| DIRECTIVE |
Can you rewrite all of the records below with each "blind user" replaced by "visually impaired user" and nothing else changed, omitting the pictures?

··· EXERCISE MATERIALS

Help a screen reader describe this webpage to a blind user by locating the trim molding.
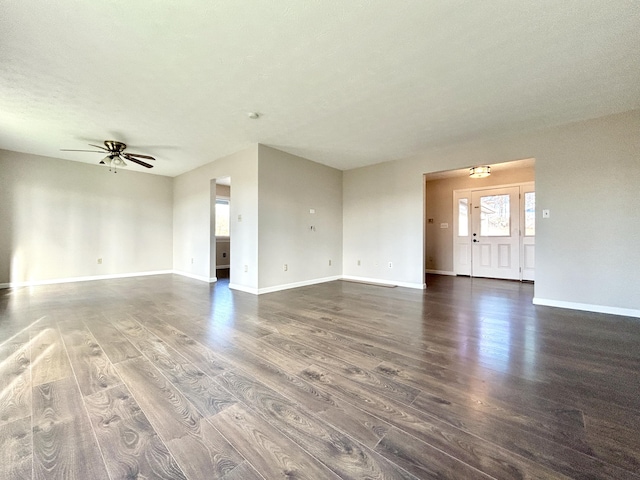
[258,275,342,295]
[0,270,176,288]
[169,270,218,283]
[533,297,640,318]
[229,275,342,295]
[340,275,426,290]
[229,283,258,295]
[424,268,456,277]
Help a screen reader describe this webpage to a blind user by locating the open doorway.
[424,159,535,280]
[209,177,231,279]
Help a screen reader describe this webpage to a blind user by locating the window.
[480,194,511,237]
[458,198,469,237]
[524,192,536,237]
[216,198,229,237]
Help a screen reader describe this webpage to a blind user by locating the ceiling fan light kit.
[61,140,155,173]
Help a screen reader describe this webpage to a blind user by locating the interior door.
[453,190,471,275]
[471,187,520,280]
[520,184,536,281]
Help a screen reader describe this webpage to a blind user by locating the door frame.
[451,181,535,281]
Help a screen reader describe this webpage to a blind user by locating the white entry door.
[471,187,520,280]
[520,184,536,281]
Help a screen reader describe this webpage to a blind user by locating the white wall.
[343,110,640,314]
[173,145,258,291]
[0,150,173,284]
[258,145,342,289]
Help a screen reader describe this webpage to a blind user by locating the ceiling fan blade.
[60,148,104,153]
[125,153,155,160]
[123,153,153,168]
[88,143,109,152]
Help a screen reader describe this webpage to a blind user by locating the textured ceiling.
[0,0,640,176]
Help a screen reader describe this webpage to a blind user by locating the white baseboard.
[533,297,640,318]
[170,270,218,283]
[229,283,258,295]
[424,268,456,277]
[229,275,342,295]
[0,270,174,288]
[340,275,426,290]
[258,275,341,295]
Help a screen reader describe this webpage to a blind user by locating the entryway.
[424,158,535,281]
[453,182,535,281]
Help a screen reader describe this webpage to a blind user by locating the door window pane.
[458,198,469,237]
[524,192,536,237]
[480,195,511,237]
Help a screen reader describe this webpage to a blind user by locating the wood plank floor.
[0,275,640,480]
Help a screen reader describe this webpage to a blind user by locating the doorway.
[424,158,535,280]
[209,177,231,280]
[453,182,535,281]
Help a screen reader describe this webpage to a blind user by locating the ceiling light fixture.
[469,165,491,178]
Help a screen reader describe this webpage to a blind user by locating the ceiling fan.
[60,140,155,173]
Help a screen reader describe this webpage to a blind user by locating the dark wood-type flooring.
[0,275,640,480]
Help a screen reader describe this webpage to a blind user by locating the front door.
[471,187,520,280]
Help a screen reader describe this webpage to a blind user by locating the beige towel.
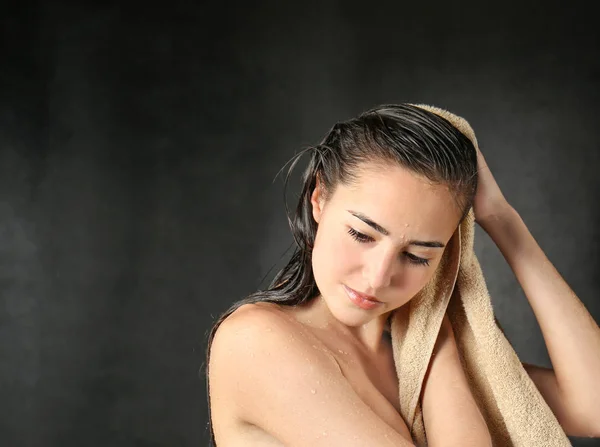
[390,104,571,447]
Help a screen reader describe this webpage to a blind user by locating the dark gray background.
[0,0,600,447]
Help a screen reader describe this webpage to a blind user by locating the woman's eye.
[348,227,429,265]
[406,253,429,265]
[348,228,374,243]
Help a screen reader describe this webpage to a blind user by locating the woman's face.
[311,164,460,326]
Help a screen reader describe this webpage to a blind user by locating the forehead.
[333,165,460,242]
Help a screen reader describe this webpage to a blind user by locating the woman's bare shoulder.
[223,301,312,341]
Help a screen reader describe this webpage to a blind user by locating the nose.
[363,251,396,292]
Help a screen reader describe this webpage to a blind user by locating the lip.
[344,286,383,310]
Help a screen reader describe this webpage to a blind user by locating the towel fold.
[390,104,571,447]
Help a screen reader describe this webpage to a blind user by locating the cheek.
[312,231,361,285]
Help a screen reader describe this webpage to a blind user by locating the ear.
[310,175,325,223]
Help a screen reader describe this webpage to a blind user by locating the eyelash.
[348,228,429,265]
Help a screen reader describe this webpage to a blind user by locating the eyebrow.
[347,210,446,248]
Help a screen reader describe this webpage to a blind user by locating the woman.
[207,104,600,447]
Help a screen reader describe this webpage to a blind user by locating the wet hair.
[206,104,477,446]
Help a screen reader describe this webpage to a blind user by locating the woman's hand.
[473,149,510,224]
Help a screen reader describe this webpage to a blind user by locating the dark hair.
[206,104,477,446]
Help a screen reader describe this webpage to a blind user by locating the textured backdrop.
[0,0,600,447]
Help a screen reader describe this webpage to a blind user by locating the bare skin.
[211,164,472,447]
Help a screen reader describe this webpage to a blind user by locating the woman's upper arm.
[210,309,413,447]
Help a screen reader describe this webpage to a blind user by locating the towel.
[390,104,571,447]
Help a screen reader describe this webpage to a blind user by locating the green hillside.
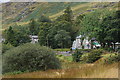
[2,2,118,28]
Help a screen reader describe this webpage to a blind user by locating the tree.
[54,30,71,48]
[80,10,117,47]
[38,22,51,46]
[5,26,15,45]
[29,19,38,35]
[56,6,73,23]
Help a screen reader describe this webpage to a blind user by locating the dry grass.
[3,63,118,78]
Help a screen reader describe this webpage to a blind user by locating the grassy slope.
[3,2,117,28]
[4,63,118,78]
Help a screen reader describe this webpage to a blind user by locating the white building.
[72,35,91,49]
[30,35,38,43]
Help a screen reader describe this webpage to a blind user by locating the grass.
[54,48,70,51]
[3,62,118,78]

······

| OUTPUT OF THE TASK |
Help a screen reader describe this webpage to a visually impaired user by locating the trim molding.
[258,275,342,295]
[0,270,176,288]
[169,270,218,283]
[533,297,640,318]
[229,275,342,295]
[340,275,426,290]
[229,283,258,295]
[424,268,456,277]
Help a screen reader describe this webpage to a visually impaired user by locating the open doorway.
[424,159,535,280]
[209,177,231,279]
Help a screen reader describe this webpage to a visually impaired user by locating the window.
[480,194,511,237]
[458,198,469,237]
[524,192,536,237]
[216,198,229,237]
Help a screen reader describe this webpage to a visually impaired user by locating the ceiling fan light kit.
[61,140,155,173]
Help a screen reader describe this webpage to a visually impaired user by locating the interior door.
[453,190,471,275]
[471,187,520,280]
[520,184,536,281]
Help a screen reader describe this webpage to a visually impaired user by locating the door frame.
[451,181,535,281]
Help a screen reader describe this webpage to a visually impaired user by locating the white entry door.
[471,187,520,280]
[520,184,536,281]
Help a screen reader describe this webpage to a visually impaired user by locating the white wall.
[343,110,640,314]
[173,145,258,291]
[0,150,173,284]
[258,145,342,289]
Help a screen reader describe this webpage to a visually impaired user by locating the ceiling fan blade.
[60,148,104,153]
[125,153,155,160]
[123,153,153,168]
[88,143,109,152]
Help a screen reader describe this webpage to a visually impaired user by locating the textured ceiling.
[0,0,640,176]
Help a screen reader describe this webpage to a visually impaired user by locating the white baseboard.
[533,297,640,318]
[170,270,218,283]
[229,283,258,295]
[424,268,456,277]
[229,275,342,295]
[0,270,174,288]
[340,275,426,290]
[258,275,341,295]
Help a screen reader describe this webpage to a visually impaired user by locating the entryway.
[424,158,535,281]
[453,182,535,281]
Help a screen reader describe this webpage to a visually impaired user by locating the door window pane.
[458,198,469,237]
[524,192,536,237]
[480,195,511,237]
Help a screen reader describe this webpage to a visually impaired user by locating the wood plank floor.
[0,275,640,480]
Help a screen reader describe this webpage to a visually impaired user by locating the doorway.
[424,158,535,280]
[209,177,231,280]
[453,182,535,281]
Help a screen reader describe this webpage to a visually impaired user by locating the ceiling light fixture.
[469,165,491,178]
Help a screen reader describe this webpage to a visually impaired user by locating the ceiling fan.
[60,140,155,173]
Help a screen reader describe this webpage to a visually impaired user by locating the dark wood-type flooring.
[0,275,640,480]
Help a screen reader describe this webpage to a visually impaired user by locating the front door.
[471,187,520,280]
Help a screen reader describe this webpage to a visually impaired user by locating the beige towel.
[390,104,571,447]
Help a screen reader describe this webpage to a visually impaired user by locating the dark gray background.
[0,0,600,447]
Help a screen reader describe this webpage to a visually impaired user by locating the woman's eye.
[348,227,429,265]
[406,253,429,265]
[348,228,374,243]
Help a screen reader describe this webpage to a visually impaired user by locating the woman's face.
[311,164,460,326]
Help a screen reader describe this webpage to a visually impaired user by locating the forehead.
[333,165,460,242]
Help a screen reader describe this webpage to a visually impaired user by locating the woman's bare shoulder.
[223,301,312,341]
Help a screen reader describe this webpage to a visually impaired user by locating the nose.
[363,251,396,292]
Help a screen reader describe this webpage to a visually impaired user by locating the lip.
[344,286,383,310]
Help a screen reader describe this webpage to a visually impaired user by locating the towel fold.
[390,104,571,447]
Help a screen reader describe this webpage to a visually impaired user by locating the cheek.
[312,231,361,285]
Help a screen reader describe this webpage to a visually impaired user by locating the ear.
[310,175,325,223]
Help a screen reader describe this webpage to a visually impaired user by locating the eyelash.
[348,228,429,265]
Help a screen reader describe this webpage to a visually impaired user by locating the eyebrow.
[347,210,446,248]
Help a screen reader describe this webpage to a visually impaired user by locating the woman.
[207,104,600,447]
Help a screen reader describe this webpage to a visually impaired user by locating the wet hair.
[206,104,477,446]
Help a screen reader describe this webpage to a visually impaired user by locating the woman's hand.
[473,149,510,224]
Help a screen reader describe this webpage to a visually impaired user by locating the dark hair.
[206,104,477,446]
Help a screen reader describe this webpage to a visually impaired user by locating the textured backdrop.
[0,0,600,447]
Help a screen reader describe this webpage to a visually impaired user by locating the bare skin.
[211,164,472,447]
Help a screen reader describe this webpage to a visually impaired user by locating the woman's upper arm.
[210,309,413,447]
Help a screen reader describe this webpage to a visually impaired user by locating the towel.
[390,104,571,447]
Help a screen reader describe this webpage to a visually impaired user by locating the green hillside.
[2,2,118,28]
Help a screen reader describe this webpage to a visually impaired user by locating the tree.
[54,30,71,48]
[80,10,117,47]
[38,22,51,46]
[5,26,15,45]
[29,19,38,35]
[56,6,73,23]
Help a screen reader describe this webpage to a visually impaired user by locating the dry grass.
[3,63,118,78]
Help a screen reader describe this webpage to a visually impaired user by locating the grassy slope.
[3,2,117,28]
[4,63,118,78]
Help a screen reader describe this webpage to a visually impaired user by locating the white building.
[72,35,91,49]
[30,35,38,43]
Help a screen reader describe this webpage to a visually impaired user by locating the grass.
[54,48,70,51]
[3,62,118,78]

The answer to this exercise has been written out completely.